══ Data supplied
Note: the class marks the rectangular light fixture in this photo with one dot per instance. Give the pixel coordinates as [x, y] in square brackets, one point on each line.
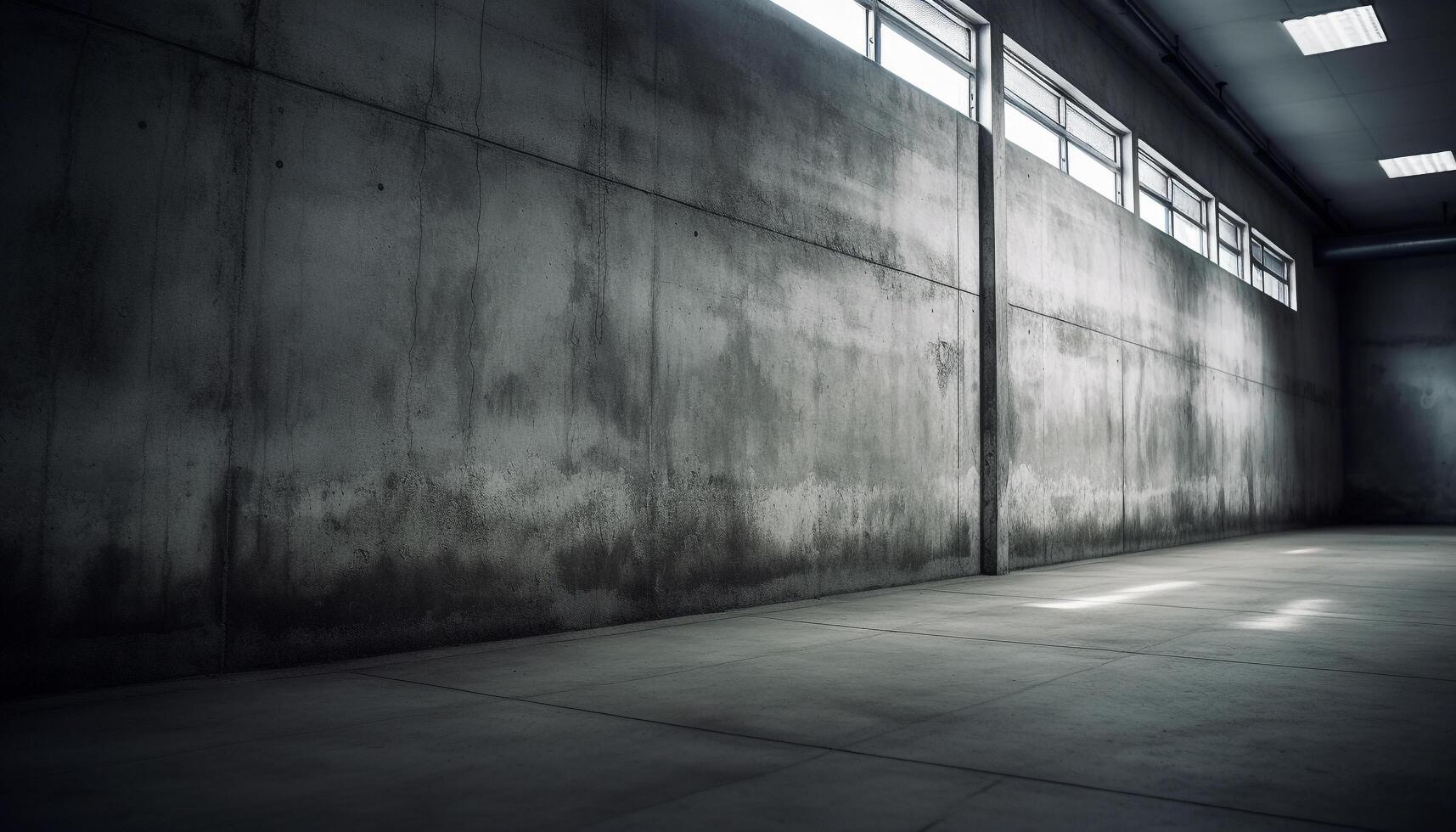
[1340, 30]
[1419, 164]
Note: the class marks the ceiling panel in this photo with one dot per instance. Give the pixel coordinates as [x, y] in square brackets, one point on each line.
[1190, 15]
[1334, 115]
[1386, 66]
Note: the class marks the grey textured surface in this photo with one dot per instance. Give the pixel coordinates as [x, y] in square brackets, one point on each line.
[341, 329]
[1399, 351]
[1250, 683]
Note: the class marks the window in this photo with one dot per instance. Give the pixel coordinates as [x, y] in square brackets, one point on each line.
[1231, 244]
[918, 40]
[846, 20]
[1270, 272]
[1042, 118]
[1171, 203]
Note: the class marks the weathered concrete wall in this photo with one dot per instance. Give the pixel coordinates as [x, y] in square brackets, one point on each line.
[1156, 398]
[338, 329]
[1399, 351]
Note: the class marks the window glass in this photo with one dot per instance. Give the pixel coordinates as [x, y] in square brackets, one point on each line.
[1152, 177]
[1034, 136]
[1043, 118]
[1189, 203]
[1088, 130]
[1087, 169]
[919, 66]
[1229, 232]
[1187, 232]
[936, 24]
[846, 20]
[1032, 91]
[1229, 260]
[1154, 211]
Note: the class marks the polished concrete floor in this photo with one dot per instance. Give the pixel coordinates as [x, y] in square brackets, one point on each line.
[1258, 683]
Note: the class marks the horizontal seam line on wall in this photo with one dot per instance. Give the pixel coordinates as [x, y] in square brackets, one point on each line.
[1171, 354]
[472, 138]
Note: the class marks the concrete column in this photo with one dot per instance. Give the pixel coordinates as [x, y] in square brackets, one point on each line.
[995, 394]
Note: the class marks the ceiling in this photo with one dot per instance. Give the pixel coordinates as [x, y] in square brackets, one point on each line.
[1334, 115]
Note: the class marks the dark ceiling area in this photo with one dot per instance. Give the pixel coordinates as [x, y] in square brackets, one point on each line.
[1334, 115]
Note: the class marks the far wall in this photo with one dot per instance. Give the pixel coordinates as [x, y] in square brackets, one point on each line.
[1399, 335]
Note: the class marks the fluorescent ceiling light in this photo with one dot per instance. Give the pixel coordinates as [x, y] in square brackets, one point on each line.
[1419, 164]
[1337, 30]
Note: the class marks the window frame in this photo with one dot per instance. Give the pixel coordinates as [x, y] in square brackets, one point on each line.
[1067, 99]
[880, 15]
[1175, 178]
[1217, 246]
[1258, 239]
[906, 28]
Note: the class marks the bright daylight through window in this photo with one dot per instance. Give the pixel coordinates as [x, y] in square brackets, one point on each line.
[1172, 205]
[916, 40]
[1043, 120]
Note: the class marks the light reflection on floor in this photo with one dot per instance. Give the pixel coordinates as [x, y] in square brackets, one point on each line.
[1130, 593]
[1289, 616]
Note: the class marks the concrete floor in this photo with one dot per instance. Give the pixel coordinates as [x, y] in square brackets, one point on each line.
[1254, 683]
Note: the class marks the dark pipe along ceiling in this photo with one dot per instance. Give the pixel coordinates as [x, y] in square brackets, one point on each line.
[1334, 115]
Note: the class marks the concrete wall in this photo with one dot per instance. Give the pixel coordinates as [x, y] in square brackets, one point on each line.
[338, 329]
[1156, 398]
[1399, 331]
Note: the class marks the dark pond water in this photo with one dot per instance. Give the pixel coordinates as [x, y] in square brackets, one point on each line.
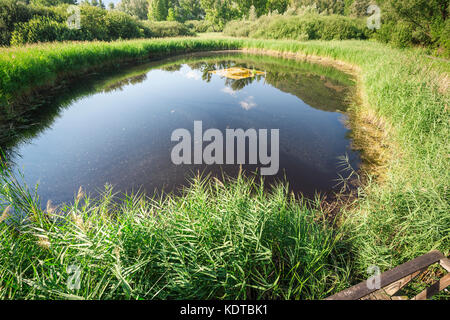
[115, 128]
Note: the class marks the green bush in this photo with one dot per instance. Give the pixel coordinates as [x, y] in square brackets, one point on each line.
[202, 26]
[42, 29]
[93, 23]
[160, 29]
[300, 27]
[11, 12]
[121, 25]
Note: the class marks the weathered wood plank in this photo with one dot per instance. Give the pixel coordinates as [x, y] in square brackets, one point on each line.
[445, 263]
[394, 287]
[386, 278]
[434, 289]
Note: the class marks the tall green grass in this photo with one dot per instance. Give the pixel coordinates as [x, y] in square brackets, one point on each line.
[393, 220]
[230, 240]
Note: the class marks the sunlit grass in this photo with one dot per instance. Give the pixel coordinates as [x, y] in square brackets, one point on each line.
[228, 240]
[400, 218]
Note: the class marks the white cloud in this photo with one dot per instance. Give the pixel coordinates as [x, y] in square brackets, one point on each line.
[229, 91]
[193, 75]
[248, 103]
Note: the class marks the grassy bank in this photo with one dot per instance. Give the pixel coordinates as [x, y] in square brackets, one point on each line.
[228, 240]
[405, 213]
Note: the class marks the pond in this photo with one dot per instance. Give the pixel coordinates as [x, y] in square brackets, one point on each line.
[115, 128]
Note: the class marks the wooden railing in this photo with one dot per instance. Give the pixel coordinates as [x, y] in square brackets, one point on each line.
[395, 279]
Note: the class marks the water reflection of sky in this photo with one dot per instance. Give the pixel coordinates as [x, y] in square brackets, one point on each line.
[122, 136]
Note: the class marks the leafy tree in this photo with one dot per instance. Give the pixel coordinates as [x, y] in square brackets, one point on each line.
[426, 15]
[327, 6]
[52, 2]
[279, 5]
[157, 10]
[189, 10]
[135, 8]
[219, 12]
[171, 15]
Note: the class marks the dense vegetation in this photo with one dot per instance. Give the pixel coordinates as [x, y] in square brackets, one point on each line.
[401, 215]
[403, 23]
[229, 241]
[300, 27]
[28, 24]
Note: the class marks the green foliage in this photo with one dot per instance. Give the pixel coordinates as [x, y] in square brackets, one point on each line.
[167, 28]
[217, 241]
[42, 29]
[189, 10]
[121, 26]
[11, 12]
[51, 2]
[197, 26]
[171, 15]
[135, 8]
[157, 10]
[220, 12]
[391, 222]
[303, 27]
[424, 20]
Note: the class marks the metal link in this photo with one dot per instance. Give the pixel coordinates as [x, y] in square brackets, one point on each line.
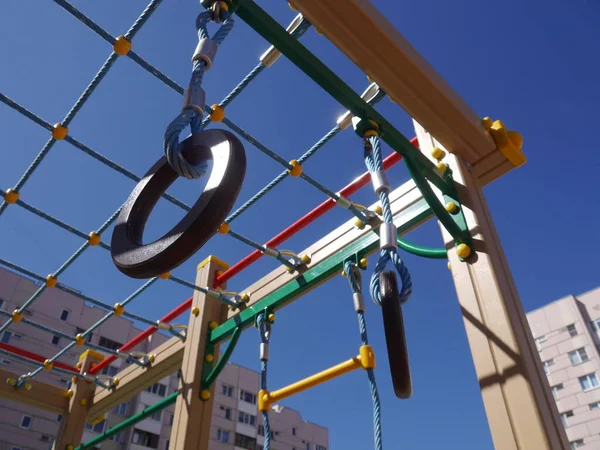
════
> [Goal]:
Return every line of the material above verbatim, leaving out the pictures.

> [Output of the exercise]:
Note: the class marks the rectangular light fixture in this photo with one dot per instance. Give the pixel coordinates as [x, y] in square brackets, one point on each line.
[1340, 30]
[1419, 164]
Note: the class marks the ceiling panel in this photo with one dot per instance. Give the pixel coordinates as [x, y] in square brackets, one point on each line.
[1190, 15]
[1334, 115]
[1386, 66]
Note: the class marks the grey textured surface in this photo with one dot per instance. Give the pixel coordinates as [x, y] in square brackets, one point on each line.
[341, 329]
[1399, 351]
[1250, 683]
Note: the class marks the window in this photo with one dot per instance. Give the pixel coordinates as [x, y] in square brackets, one point on each line.
[1231, 244]
[918, 40]
[846, 20]
[1270, 272]
[1042, 118]
[1171, 203]
Note: the class marks the weathered concrete wall in this photo with one dot per instance. Give the pixel coordinates as [x, y] in square brackets, one point on each line.
[1156, 398]
[338, 329]
[1399, 351]
Note: the class marks the window glass in this photo with one dot per instance. Give the pixel coordinates as [x, y] in square brackets, one point on each line.
[1152, 177]
[1034, 136]
[1043, 118]
[1189, 203]
[1088, 130]
[1087, 169]
[919, 66]
[1229, 232]
[1187, 232]
[936, 24]
[846, 20]
[1032, 91]
[1229, 260]
[1154, 211]
Note: the class marks the polished concrete floor in this photo with one dot per instance. Give the pixel coordinates as [x, y] in square brackets, one point on each line.
[1258, 683]
Note: the class marks the horizontal seam line on wall in this photo with one dot per instance. Give the pixel coordinates as [x, y] in square brackets, one point on each line.
[1171, 354]
[472, 138]
Note: the class marks the concrete column in this photo with one dot per instance. Give the pixel coordinates as [x, y] in square brackets, one point on each line.
[995, 394]
Note: the class marks the ceiling in this photo with one dot per instance. Give the pixel coordinates as [x, y] in square brackets, one point on each line.
[1334, 115]
Note: the class marks the dark ceiling area in this photo with one dot per instance. Give the pixel coordinates as [x, y] in square brackets, one point on each line.
[1334, 115]
Note: the class marks the far wall in this photo with one dot per instance. Give the pixel coordinates as [x, y] in square brackets, one point on each line.
[1399, 335]
Note: the class marks the fluorescent ceiling light in this photo with one dot per instance. Give the pixel coordinates as [x, y] in square brackets, one point on each line.
[1419, 164]
[1337, 30]
Note: the class marks the window frame in this photo with one dot per instance. Give the pixel coordinates as [x, y] in square brackets, one point on each line.
[1067, 99]
[880, 15]
[1175, 178]
[1217, 246]
[1258, 239]
[906, 28]
Note: the class marks the bright daylight through window in this photo with one dot per instance. Give the pixel coordinates as [x, y] in square brackets, one point on each line.
[1172, 205]
[916, 40]
[1043, 120]
Note: the class marks the light reflection on floor in this photo with one dot per instance. Give the pixel coordinates as [x, y] in square brackets, one point on each line.
[1130, 593]
[1289, 616]
Note: the class marks the concrete floor in this photo with one dot per instance. Give the pixel coordinates as [x, y] in square brackets, one point on each line.
[1254, 683]
Note: the class marks the dark pipe along ceiling in this photo with one dot per instance. Give the pixel coordinates as [x, y] in square brackets, one point on each line.
[1334, 115]
Note: the class marks the concrete wall in this photo with one dot per instance. Give the pixel coordinates as [x, y] in square brackets, one point on each line.
[338, 329]
[1156, 398]
[1399, 331]
Note: the class marks the dark pond water in this photo with one dot per instance. Give the pixel coordinates as [x, y] in square brackets, one point on each line.
[115, 128]
Note: the class marks the green bush in this photo with one dot per instance. Give the pixel coordinates as [x, y] in square brackets, one point on each line.
[202, 26]
[42, 29]
[93, 23]
[160, 29]
[300, 27]
[11, 12]
[121, 25]
Note: the class marks the weathered wood plank in this photo with one dot per instance. Give the pixel coordinates as [x, y] in square brackets, one point on each line.
[445, 263]
[394, 287]
[386, 278]
[434, 289]
Note: the class marks the tall green grass in this photo with one dot per instance. Give the pixel coordinates as [x, y] in square brackets, one point on each line.
[393, 220]
[230, 240]
Note: the class marks the sunlit grass in this photo with one dot per instance. Give the pixel coordinates as [x, y] in square brackets, one point on each line.
[228, 240]
[400, 218]
Note: the class marks the white cloud in this photo with one dot per instance. Give the pixel coordinates as [x, y] in square brackets, one point on each line.
[229, 91]
[193, 75]
[248, 103]
Note: the class marks the grassy bank in this photo with one dot per instance. Give the pixel coordinates as [x, y] in square brackets, one point on each line.
[228, 240]
[405, 213]
Note: the class marks the pond in this photo with one dot per instance. Give the pixel coordinates as [x, y] in square brackets, one point on each line.
[115, 128]
Note: the class marks the wooden railing in this photo with one dot per instance. Give the pixel coordinates as [x, y] in square brackets, one point on each line.
[395, 279]
Note: the class marks the water reflection of sky in this photo with one dot per instance. Give the pixel coordinates as [x, y] in square brackets, one point on each line.
[122, 136]
Note: the class marks the leafy tree in this photo with one dot per instance. Give the pixel coordinates as [x, y] in square brackets, one point on each line.
[426, 15]
[327, 6]
[52, 2]
[279, 5]
[157, 10]
[189, 10]
[135, 8]
[219, 12]
[171, 15]
Note: the class marks the dense vegetation in this photo with one dot per instance. Give the pixel coordinates as [x, y] in square brackets, one point on each line.
[401, 215]
[403, 23]
[229, 241]
[300, 27]
[28, 24]
Note: the class marks the green foliage in this photo with one dot per instance. Give the pixel coordinates as [x, y] in square brackets, one point on each line.
[167, 28]
[217, 241]
[42, 29]
[189, 10]
[121, 26]
[11, 12]
[51, 2]
[197, 26]
[171, 15]
[135, 8]
[157, 10]
[220, 12]
[391, 222]
[303, 27]
[424, 20]
Note: the class marks the metal link in this photo with one dot per instance. Give the pixel coordinates as [x, y] in square brackets, one point on each line.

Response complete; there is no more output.